**Task directions:** Write the data below out in full, exactly as it stands.
BEGIN Source material
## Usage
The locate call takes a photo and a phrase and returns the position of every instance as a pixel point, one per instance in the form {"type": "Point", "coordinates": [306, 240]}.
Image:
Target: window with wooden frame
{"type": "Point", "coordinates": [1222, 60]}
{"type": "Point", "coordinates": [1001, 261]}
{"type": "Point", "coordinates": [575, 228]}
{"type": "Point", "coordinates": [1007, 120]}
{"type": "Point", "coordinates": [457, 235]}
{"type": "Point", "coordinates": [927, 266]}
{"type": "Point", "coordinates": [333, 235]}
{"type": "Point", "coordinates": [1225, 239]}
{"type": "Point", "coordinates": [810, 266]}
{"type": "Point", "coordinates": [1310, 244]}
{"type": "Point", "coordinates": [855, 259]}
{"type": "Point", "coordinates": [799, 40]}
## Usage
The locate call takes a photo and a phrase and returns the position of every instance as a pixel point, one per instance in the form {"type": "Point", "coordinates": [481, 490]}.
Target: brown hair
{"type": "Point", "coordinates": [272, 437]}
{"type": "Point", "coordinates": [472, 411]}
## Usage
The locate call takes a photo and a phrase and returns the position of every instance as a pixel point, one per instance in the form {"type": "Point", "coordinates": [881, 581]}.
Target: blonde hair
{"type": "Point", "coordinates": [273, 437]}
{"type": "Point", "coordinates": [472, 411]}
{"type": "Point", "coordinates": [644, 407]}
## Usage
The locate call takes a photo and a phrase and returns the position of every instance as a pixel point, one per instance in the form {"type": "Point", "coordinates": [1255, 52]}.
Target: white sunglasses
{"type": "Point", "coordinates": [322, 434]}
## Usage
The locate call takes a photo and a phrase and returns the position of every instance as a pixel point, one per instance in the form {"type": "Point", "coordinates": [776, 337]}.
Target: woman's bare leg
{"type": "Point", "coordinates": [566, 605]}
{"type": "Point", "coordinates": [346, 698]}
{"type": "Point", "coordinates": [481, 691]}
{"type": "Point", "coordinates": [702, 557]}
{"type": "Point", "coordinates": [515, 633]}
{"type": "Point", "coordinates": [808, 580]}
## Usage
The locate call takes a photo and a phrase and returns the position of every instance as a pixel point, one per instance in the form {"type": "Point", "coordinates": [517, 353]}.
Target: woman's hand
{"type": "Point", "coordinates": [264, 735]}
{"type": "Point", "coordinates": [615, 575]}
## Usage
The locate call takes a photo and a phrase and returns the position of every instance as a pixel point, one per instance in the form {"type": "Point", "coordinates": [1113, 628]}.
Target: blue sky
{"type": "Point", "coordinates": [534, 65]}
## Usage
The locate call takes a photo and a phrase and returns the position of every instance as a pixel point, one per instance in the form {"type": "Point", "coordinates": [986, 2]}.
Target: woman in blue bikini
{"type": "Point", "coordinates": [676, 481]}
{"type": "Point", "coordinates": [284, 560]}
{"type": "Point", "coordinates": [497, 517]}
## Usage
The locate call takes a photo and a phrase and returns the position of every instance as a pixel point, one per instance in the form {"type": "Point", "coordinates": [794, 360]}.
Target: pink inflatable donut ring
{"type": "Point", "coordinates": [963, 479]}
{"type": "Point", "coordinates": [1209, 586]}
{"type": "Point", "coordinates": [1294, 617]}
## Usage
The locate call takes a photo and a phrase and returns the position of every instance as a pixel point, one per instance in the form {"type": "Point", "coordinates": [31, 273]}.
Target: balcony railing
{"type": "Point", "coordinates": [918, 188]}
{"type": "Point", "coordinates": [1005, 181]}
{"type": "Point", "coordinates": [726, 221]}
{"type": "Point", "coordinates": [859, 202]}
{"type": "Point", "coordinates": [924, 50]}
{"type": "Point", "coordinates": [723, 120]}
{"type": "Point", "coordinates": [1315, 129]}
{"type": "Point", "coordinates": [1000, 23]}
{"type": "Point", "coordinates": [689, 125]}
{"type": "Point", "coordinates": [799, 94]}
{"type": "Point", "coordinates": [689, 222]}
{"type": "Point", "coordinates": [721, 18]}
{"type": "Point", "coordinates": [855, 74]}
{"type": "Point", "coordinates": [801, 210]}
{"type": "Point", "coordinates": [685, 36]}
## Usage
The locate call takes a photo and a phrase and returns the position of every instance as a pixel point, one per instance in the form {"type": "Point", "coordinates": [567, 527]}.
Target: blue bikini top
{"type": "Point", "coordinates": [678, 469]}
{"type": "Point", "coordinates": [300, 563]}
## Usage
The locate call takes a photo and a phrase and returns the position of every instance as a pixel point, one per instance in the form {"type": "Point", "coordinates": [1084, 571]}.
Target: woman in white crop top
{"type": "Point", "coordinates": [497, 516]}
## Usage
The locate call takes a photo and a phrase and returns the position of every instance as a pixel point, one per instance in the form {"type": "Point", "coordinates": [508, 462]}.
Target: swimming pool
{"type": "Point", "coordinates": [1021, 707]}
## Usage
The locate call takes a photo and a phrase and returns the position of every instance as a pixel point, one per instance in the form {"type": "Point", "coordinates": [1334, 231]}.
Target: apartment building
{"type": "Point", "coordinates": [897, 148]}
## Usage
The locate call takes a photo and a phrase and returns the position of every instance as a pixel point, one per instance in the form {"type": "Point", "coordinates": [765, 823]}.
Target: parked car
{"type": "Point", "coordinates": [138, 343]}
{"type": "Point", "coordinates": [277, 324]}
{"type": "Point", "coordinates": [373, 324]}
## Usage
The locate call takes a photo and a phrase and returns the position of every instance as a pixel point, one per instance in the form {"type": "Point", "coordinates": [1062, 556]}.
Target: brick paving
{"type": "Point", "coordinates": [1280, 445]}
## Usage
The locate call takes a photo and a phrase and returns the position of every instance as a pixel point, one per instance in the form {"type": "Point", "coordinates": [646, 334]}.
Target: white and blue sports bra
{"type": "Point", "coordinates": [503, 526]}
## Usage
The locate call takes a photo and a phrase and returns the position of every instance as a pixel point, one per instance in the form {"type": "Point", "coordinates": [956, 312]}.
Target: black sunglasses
END Source material
**Response to this exercise:**
## Usage
The locate call takes a photo and a phrase and returns the position of every instance as a pixel point, one per instance in the form {"type": "Point", "coordinates": [306, 240]}.
Image:
Target: window with wooden frame
{"type": "Point", "coordinates": [1222, 60]}
{"type": "Point", "coordinates": [1001, 261]}
{"type": "Point", "coordinates": [575, 228]}
{"type": "Point", "coordinates": [1007, 120]}
{"type": "Point", "coordinates": [457, 235]}
{"type": "Point", "coordinates": [927, 266]}
{"type": "Point", "coordinates": [333, 235]}
{"type": "Point", "coordinates": [1225, 239]}
{"type": "Point", "coordinates": [810, 266]}
{"type": "Point", "coordinates": [1310, 244]}
{"type": "Point", "coordinates": [855, 259]}
{"type": "Point", "coordinates": [799, 40]}
## Usage
The locate call takes a photo and a phrase and returns the position of every instance as a pixel point, one per instance in the form {"type": "Point", "coordinates": [481, 490]}.
Target: brown hair
{"type": "Point", "coordinates": [272, 437]}
{"type": "Point", "coordinates": [472, 411]}
## Usage
The locate call takes a photo and a phrase and returns the position of every instance as a pixel point, one per instance in the form {"type": "Point", "coordinates": [881, 581]}.
Target: blonde hair
{"type": "Point", "coordinates": [273, 437]}
{"type": "Point", "coordinates": [472, 411]}
{"type": "Point", "coordinates": [644, 407]}
## Usage
The locate call takes a photo and a phrase and returns the position of every instance as a pixel point, one per instance in the form {"type": "Point", "coordinates": [1255, 52]}.
Target: white sunglasses
{"type": "Point", "coordinates": [322, 434]}
## Usage
The locate call takes a photo and a phrase and returns the position of every instance as a pixel point, one per instance in the form {"type": "Point", "coordinates": [776, 337]}.
Target: woman's bare leg
{"type": "Point", "coordinates": [566, 605]}
{"type": "Point", "coordinates": [346, 698]}
{"type": "Point", "coordinates": [481, 691]}
{"type": "Point", "coordinates": [702, 557]}
{"type": "Point", "coordinates": [515, 633]}
{"type": "Point", "coordinates": [808, 580]}
## Usage
The locate call takes a photo and a phrase and returns the position of every instance as a pixel point, one per instance in the form {"type": "Point", "coordinates": [517, 353]}.
Target: woman's hand
{"type": "Point", "coordinates": [264, 735]}
{"type": "Point", "coordinates": [615, 575]}
## Usage
The locate call takes a photo and a phrase and returns the position of every instance as a pixel point, one per instance in the form {"type": "Point", "coordinates": [1113, 628]}.
Target: blue sky
{"type": "Point", "coordinates": [534, 65]}
## Usage
The locate call takes a photo and a phrase and returns the position of every instance as a pixel point, one per instance in the form {"type": "Point", "coordinates": [986, 2]}.
Target: woman in blue bikini
{"type": "Point", "coordinates": [676, 481]}
{"type": "Point", "coordinates": [284, 560]}
{"type": "Point", "coordinates": [497, 517]}
## Usage
The locate call takes a photo and a phrase and returns the position of every instance as a pixel point, one per instance in the form {"type": "Point", "coordinates": [794, 360]}.
Target: pink inflatable donut ring
{"type": "Point", "coordinates": [963, 479]}
{"type": "Point", "coordinates": [1209, 586]}
{"type": "Point", "coordinates": [1294, 617]}
## Usage
The locate call takes a photo and a phrase and returns the position of every instance as a pixel point, one per instance in the form {"type": "Point", "coordinates": [31, 273]}.
Target: balcony railing
{"type": "Point", "coordinates": [918, 188]}
{"type": "Point", "coordinates": [1005, 181]}
{"type": "Point", "coordinates": [726, 221]}
{"type": "Point", "coordinates": [859, 202]}
{"type": "Point", "coordinates": [924, 50]}
{"type": "Point", "coordinates": [723, 120]}
{"type": "Point", "coordinates": [1315, 129]}
{"type": "Point", "coordinates": [1000, 23]}
{"type": "Point", "coordinates": [689, 125]}
{"type": "Point", "coordinates": [799, 94]}
{"type": "Point", "coordinates": [689, 222]}
{"type": "Point", "coordinates": [721, 18]}
{"type": "Point", "coordinates": [855, 74]}
{"type": "Point", "coordinates": [801, 210]}
{"type": "Point", "coordinates": [685, 36]}
## Usage
The locate call takes a photo and a phrase and returns the position of every instance as a pixel point, one per instance in the form {"type": "Point", "coordinates": [567, 527]}.
Target: blue bikini top
{"type": "Point", "coordinates": [678, 469]}
{"type": "Point", "coordinates": [300, 563]}
## Usage
The locate call takes a photo and a phrase and returns the position of every instance as a pixel point, one per instance in the form {"type": "Point", "coordinates": [1084, 571]}.
Target: woman in white crop top
{"type": "Point", "coordinates": [497, 516]}
## Usage
The locate call takes a photo and a phrase and returns the position of every instance as a pixel point, one per instance in the form {"type": "Point", "coordinates": [508, 462]}.
Target: swimming pool
{"type": "Point", "coordinates": [1021, 707]}
## Usage
The locate call takes a photo and a phrase and returns the position of every instance as a pixel point, one per instance in the form {"type": "Point", "coordinates": [1334, 231]}.
Target: apartment building
{"type": "Point", "coordinates": [897, 148]}
## Usage
The locate call takes a photo and a phrase and returns the position of every instance as a pixel point, one per instance in the form {"type": "Point", "coordinates": [765, 823]}.
Target: parked car
{"type": "Point", "coordinates": [138, 343]}
{"type": "Point", "coordinates": [277, 324]}
{"type": "Point", "coordinates": [373, 324]}
## Usage
The locate call takes a photo and a phrase and returns the position of every instance as a pixel point, one per instance in the form {"type": "Point", "coordinates": [1062, 556]}.
Target: brick paving
{"type": "Point", "coordinates": [1280, 445]}
## Usage
The locate call takes a photo and a phrase and returns the position of every instance as a pixel point, one per instance in the form {"type": "Point", "coordinates": [646, 334]}.
Target: white and blue sports bra
{"type": "Point", "coordinates": [503, 526]}
## Usage
The locate call takes a photo and a phrase and returns the position of every instance as a pixel point, one per instance in the form {"type": "Point", "coordinates": [956, 312]}.
Target: black sunglasses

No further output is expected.